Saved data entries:
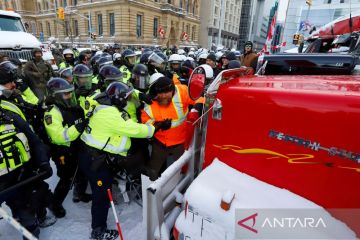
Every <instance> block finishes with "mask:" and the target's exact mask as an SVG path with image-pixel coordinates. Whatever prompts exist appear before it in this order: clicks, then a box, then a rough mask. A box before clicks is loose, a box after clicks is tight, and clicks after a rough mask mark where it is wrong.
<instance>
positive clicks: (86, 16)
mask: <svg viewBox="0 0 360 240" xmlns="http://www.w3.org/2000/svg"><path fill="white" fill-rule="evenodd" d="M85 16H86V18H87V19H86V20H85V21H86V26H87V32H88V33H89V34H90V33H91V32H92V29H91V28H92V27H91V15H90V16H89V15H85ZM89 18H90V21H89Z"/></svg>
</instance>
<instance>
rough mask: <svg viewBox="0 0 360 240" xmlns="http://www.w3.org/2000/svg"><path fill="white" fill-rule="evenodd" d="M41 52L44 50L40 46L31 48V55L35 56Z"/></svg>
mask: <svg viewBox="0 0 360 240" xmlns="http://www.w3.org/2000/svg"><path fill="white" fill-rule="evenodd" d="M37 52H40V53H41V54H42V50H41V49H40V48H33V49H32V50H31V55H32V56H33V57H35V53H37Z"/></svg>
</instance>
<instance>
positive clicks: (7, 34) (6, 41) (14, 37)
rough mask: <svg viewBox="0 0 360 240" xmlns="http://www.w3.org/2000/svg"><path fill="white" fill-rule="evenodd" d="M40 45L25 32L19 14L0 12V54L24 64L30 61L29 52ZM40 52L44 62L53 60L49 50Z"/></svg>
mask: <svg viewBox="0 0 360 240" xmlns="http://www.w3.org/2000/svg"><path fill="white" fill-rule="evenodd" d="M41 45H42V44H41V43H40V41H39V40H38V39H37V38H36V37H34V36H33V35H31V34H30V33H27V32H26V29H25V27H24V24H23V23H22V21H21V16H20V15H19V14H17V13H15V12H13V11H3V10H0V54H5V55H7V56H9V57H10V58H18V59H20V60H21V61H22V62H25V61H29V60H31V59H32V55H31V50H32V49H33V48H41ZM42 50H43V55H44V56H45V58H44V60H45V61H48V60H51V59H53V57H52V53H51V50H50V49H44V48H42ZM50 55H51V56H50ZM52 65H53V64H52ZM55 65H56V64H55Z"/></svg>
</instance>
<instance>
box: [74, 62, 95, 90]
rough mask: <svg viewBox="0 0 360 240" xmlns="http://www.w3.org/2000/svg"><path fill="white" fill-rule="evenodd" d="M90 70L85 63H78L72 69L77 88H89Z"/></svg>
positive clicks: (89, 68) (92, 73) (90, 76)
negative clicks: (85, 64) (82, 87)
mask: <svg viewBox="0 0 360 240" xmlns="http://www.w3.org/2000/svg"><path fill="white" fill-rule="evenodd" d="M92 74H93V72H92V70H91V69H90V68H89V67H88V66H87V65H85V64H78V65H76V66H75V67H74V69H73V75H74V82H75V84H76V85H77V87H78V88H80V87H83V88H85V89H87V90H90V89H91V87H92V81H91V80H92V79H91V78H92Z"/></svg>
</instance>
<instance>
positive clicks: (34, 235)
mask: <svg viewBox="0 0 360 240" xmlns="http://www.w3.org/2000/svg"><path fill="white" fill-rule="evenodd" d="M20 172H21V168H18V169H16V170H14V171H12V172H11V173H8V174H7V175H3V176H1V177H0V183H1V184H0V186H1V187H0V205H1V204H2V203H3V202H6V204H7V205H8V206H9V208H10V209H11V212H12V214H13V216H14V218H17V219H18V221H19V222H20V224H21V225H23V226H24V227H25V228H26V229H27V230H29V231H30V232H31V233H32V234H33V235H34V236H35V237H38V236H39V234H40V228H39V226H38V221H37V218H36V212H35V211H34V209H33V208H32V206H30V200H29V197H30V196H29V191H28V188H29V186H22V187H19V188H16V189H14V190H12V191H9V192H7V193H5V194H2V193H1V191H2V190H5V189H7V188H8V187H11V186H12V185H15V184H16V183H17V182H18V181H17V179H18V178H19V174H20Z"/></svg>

* * *

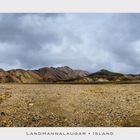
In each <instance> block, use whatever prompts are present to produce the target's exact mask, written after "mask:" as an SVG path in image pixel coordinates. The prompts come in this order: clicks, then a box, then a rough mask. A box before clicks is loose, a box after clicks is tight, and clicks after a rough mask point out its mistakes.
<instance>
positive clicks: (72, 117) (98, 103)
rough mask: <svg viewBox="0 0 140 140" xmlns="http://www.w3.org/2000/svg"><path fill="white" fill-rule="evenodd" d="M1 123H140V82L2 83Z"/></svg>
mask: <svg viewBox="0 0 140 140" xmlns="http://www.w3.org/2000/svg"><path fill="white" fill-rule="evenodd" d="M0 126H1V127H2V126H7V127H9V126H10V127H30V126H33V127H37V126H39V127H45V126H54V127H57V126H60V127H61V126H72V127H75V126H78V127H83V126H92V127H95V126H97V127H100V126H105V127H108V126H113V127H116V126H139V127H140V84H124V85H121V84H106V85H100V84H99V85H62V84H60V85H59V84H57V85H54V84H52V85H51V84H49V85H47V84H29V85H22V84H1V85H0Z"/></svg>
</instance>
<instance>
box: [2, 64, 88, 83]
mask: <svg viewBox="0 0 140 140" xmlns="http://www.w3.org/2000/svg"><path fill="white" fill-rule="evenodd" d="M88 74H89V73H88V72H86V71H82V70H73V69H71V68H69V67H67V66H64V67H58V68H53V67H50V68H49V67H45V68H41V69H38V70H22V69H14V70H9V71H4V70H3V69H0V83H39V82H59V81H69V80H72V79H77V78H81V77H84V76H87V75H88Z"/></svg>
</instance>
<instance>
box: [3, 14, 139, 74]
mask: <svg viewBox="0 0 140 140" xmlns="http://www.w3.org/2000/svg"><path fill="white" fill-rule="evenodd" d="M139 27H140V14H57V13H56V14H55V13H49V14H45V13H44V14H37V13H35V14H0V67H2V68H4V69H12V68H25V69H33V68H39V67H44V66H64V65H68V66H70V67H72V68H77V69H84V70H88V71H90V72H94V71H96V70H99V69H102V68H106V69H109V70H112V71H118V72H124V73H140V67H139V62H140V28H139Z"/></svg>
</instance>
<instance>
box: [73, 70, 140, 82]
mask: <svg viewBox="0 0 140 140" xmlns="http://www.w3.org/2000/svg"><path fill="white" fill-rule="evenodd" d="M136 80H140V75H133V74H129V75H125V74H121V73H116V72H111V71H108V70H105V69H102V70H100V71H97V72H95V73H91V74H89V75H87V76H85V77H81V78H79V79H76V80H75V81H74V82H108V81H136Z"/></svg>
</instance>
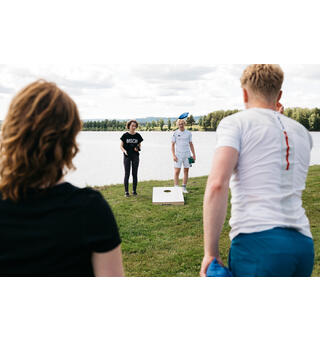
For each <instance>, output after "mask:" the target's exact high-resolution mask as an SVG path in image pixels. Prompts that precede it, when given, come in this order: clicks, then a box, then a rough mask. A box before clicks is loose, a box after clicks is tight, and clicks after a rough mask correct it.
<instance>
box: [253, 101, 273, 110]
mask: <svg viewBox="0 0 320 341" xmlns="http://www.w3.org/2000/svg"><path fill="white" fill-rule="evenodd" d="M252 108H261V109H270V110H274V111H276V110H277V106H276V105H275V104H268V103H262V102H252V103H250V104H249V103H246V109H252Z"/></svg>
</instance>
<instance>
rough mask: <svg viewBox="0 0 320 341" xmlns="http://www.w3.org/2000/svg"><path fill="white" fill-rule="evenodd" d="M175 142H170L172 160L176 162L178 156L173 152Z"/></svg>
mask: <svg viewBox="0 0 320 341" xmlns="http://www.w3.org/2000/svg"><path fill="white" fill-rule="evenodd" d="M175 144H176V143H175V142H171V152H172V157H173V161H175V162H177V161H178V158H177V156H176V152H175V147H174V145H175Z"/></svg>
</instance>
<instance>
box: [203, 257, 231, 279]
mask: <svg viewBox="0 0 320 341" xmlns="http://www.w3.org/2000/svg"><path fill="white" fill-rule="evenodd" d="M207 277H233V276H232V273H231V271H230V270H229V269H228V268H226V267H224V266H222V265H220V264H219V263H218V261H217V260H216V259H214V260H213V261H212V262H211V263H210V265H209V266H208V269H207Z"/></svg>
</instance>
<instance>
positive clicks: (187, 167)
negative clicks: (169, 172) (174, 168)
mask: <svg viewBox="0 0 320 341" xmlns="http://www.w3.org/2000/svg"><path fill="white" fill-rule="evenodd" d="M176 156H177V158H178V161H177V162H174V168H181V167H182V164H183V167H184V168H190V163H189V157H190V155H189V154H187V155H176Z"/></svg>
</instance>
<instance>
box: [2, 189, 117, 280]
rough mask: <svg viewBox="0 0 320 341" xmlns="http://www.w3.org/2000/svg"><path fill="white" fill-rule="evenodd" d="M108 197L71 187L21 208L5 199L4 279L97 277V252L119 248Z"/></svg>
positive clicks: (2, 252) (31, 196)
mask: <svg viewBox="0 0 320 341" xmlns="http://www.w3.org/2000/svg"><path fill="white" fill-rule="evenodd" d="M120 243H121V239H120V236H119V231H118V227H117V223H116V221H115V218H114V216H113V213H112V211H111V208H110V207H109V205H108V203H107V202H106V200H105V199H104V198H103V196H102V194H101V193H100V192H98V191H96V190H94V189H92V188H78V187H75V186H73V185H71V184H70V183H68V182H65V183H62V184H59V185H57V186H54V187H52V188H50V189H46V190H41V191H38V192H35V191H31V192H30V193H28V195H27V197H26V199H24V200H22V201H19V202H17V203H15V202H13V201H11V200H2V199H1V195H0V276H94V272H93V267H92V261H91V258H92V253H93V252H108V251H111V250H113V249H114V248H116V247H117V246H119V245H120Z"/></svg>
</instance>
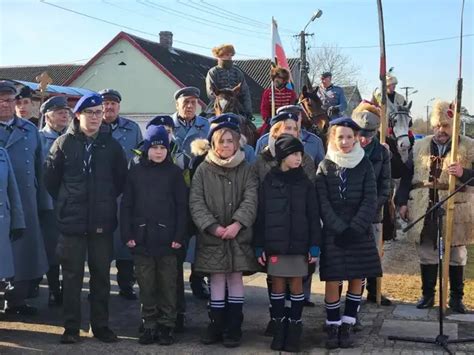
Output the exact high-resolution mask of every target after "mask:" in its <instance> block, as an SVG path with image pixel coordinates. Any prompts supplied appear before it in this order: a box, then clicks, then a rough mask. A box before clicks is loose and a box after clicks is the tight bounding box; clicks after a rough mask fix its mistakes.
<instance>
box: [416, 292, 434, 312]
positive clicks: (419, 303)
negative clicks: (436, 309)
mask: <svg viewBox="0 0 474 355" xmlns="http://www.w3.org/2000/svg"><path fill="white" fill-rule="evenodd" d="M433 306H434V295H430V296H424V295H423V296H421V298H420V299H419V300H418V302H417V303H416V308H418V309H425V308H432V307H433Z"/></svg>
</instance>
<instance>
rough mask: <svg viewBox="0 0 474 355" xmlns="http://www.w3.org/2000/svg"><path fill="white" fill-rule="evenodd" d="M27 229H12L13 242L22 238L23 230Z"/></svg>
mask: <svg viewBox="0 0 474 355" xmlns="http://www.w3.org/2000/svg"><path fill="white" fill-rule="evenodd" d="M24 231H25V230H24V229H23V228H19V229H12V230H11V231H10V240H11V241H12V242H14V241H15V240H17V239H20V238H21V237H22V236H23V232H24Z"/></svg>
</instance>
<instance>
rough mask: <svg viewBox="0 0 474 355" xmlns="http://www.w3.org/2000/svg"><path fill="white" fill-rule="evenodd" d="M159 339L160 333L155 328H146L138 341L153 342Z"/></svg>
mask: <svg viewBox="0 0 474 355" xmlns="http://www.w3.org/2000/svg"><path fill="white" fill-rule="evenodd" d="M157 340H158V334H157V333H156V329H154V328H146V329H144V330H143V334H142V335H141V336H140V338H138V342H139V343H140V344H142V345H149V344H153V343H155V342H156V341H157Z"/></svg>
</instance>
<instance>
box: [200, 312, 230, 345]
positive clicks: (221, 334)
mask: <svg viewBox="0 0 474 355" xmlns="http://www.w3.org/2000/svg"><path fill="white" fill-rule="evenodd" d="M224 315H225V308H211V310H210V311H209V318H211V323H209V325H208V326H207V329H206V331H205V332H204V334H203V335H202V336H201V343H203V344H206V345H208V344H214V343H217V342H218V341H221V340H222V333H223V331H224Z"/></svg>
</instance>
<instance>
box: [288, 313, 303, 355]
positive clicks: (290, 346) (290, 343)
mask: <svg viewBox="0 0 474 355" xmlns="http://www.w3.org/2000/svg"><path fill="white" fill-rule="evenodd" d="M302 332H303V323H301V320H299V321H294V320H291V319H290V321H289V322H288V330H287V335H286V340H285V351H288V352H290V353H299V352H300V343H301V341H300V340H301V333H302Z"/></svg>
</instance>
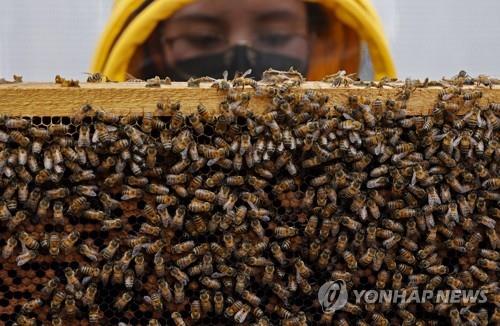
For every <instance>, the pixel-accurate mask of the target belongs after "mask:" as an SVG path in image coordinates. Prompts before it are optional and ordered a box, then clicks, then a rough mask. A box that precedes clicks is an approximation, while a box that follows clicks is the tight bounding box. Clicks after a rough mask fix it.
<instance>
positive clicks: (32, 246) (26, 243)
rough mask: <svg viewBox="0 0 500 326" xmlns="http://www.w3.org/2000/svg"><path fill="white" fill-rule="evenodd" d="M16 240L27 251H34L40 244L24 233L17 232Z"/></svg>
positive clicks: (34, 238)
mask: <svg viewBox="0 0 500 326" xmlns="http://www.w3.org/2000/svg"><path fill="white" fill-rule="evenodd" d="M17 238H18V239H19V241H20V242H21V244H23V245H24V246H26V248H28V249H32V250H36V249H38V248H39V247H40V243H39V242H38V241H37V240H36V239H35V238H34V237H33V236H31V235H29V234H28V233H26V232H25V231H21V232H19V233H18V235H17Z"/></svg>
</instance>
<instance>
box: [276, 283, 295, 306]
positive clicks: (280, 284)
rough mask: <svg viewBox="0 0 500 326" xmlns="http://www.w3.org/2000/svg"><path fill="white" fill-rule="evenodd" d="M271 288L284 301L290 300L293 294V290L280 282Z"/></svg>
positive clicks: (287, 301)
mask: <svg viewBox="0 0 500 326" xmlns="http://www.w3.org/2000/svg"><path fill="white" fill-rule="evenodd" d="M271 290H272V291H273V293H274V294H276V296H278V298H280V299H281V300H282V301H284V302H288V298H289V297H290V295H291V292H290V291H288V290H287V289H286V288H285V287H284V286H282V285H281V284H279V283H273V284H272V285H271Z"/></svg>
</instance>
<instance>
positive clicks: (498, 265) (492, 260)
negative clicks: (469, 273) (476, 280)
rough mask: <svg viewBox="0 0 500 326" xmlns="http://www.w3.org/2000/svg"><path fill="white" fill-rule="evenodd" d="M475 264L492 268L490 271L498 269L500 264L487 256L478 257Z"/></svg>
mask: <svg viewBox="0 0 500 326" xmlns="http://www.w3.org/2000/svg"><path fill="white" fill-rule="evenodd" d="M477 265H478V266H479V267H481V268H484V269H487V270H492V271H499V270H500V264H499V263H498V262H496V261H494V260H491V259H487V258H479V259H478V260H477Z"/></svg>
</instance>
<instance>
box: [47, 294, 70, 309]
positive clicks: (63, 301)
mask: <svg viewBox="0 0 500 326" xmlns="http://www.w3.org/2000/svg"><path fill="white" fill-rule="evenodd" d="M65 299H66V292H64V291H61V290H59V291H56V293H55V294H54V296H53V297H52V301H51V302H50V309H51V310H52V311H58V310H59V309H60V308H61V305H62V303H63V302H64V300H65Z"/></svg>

* [YOUR ASSIGNMENT]: Reproduce the rows line for line, from the line containing "Every <instance> block" down to the line containing "positive clicks: (86, 16)", with both of those lines included.

* [ANSWER AREA]:
Every <instance> block finishes with "mask:" and the target's exact mask as an SVG path with image-pixel coordinates. Whatever prompts exist appear before it in this order: clicks, then a box, then a rough mask. A box before clicks is loose, a box after clicks is tight, and clicks after a rough mask mark where it is wrong.
<instance>
positive clicks: (86, 16)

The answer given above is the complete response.